The sides of this shoe feature TPU for additional durability. Despite the TPU on the sides, the shoe is very breathable thanks to the heavy perforation in the upper. Your feet will be dry and cool during your workout.
Cost and Value
This shoe is priced in the mid-range but will be a real value to those who take their lifting seriously. It will last well and perform even better. With a very stable heel and a thick midsole, you don’t have to worry about heel collapse in the Drehkraft.
Criteria Used for Evaluation
The raised heel on a pair of squatting or weightlifting shoes is the main feature that makes them appropriate for lifting heavy weights. Important aspects of the heel in a squatting shoe include:
- The heel is generally around 1-in/2.5-cm high, although it may differ from one shoe to another. Having a raised heel allows you to squat lower and maintain correct form and keeps your foot stable when you squat, and stability is crucial for your safety and efficiency.
- The heel is often made of wood or plastic with a rubber grip on the bottom to prevent you from slipping while bearing a lot of weight.
- The heel on a weightlifting shoe helps keep your foot in a neutral arch and keeps the muscles in your lower legs from becoming stiff.
So, while you may be able to do squats in running shoes, you’re running a risk not wearing proper footwear.
In addition to the support provided by the raised heel, a good weightlifting shoe will provide support and security with its strapping system and its insole.

◆ **DESCRIPTION OF THE TASK**:
According to the excerpt on weightlifting shoes, what materials is the heel of a squatting shoe often made of?

(Collection entries)

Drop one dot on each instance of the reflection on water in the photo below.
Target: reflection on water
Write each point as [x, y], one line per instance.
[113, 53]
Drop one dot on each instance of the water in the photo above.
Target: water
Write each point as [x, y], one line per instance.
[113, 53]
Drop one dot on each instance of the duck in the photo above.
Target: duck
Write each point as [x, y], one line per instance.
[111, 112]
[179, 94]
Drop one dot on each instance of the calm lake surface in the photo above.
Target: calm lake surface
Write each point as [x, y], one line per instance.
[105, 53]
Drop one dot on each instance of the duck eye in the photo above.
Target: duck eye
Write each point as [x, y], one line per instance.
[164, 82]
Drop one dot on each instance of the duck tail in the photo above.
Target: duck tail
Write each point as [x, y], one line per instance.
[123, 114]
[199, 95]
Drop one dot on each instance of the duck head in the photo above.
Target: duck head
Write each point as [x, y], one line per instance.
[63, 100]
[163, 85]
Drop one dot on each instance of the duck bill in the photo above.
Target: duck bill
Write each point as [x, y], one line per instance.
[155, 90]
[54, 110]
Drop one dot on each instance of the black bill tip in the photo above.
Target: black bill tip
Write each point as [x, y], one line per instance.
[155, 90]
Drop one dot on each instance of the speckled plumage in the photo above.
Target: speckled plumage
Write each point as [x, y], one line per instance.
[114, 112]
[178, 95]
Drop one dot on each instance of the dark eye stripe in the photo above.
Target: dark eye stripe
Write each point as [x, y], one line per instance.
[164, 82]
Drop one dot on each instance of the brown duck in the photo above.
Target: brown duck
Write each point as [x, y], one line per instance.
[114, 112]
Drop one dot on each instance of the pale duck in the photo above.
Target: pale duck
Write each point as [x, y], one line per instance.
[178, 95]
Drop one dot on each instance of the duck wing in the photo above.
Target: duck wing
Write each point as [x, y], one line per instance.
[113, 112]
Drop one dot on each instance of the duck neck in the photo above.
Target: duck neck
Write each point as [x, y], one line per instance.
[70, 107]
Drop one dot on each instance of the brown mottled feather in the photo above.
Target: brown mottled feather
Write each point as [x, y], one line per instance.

◆ **ANSWER FOR THIS EXERCISE**:
Wood or plastic, with a rubber grip on the bottom.